Referring expression pointing data
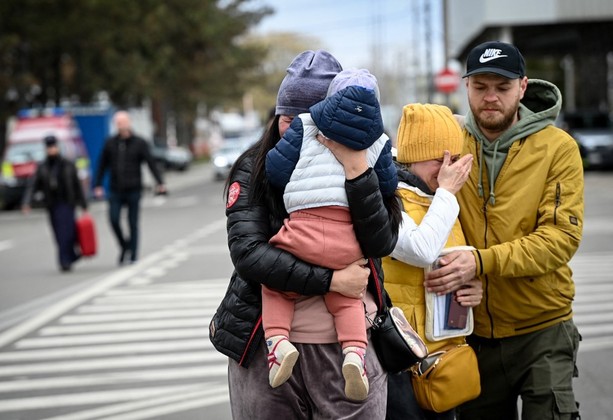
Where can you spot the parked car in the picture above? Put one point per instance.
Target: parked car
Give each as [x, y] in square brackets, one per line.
[24, 149]
[593, 131]
[224, 157]
[176, 157]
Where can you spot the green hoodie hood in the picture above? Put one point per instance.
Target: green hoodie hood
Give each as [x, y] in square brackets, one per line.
[538, 108]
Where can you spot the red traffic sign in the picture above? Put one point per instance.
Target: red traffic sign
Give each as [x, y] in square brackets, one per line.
[447, 81]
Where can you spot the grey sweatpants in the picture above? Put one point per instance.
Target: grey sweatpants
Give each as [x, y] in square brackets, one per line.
[316, 389]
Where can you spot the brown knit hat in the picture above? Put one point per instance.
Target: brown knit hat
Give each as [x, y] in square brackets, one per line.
[426, 131]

Activity: Verbatim copy, images excluded: transcribe all the entries above.

Response to this task:
Where can you spot the parked car in the picture above? Put one point per instance.
Target: parked car
Give each as [x, y] in square brackets, one per line.
[24, 149]
[593, 131]
[224, 157]
[176, 157]
Where can you spot the green hoodie hood in the picture above? Put one point per instance.
Target: green hoodie hood
Give each as [x, y] in square brackets, one per line.
[538, 108]
Where can you spot the red traffic sign in the picture above? Put one point per instance.
Target: red traffic sign
Give each as [x, y] in square brackets, one per line.
[447, 81]
Where can you spot the grey sweatpants in the picture above? Put one point per instance.
Target: grey sweatpants
Give each as [x, y] in square brackets, one per line.
[316, 389]
Where can you spot the brown knit hat in the picture above? Put one point per instance.
Target: brown knit hat
Give each as [x, y] in square brackets, one per line.
[426, 131]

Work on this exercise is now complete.